Höchste Zeit für einen Rückblick. Für eine Grabrede auf das erste deutsche Seebad? Skeptiker nennen G 8 den „Gipfel der Ungerechtigkeit“. Wenn die Welt-Logik im Großen ist, was die Heiligendamm-Logik im Kleinen ist, könnten sie recht haben.

Im Unterschied zu vielen ostdeutschen Gemeinden fing Heiligendamm erst 1990 an, so richtig zu verfallen. Nachdem die Treuhand die DDR-Kurkliniken (Staatseigentum!) international ausgeschrieben hatte. Aus der weißen Stadt am Meer wurde die tote Stadt am Meer. Nur vom Wasser aus lag sie noch immer da, wie der russische Zar sie fand. Oder Lord Nelson, Blücher und Wilhelm von Humboldt.

> _Daten_
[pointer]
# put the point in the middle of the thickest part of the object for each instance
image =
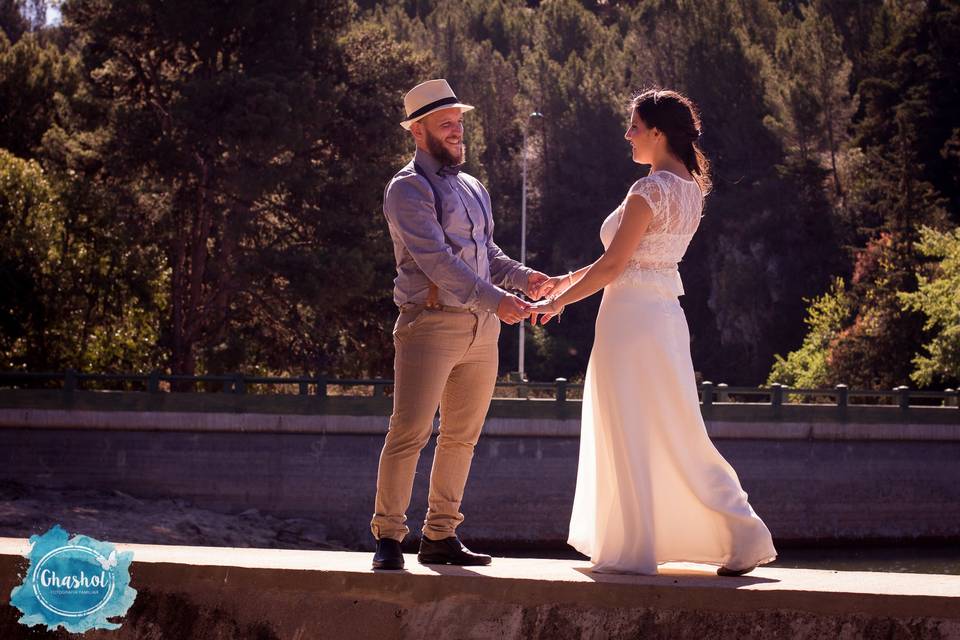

> _Gestellte Aufgabe_
Seit wann verfällt Heiligendamm laut dem Textabschnitt so richtig?

> _Erwartete Antwort_
Erst seit 1990, nachdem die Treuhand die DDR-Kurkliniken international ausgeschrieben hatte.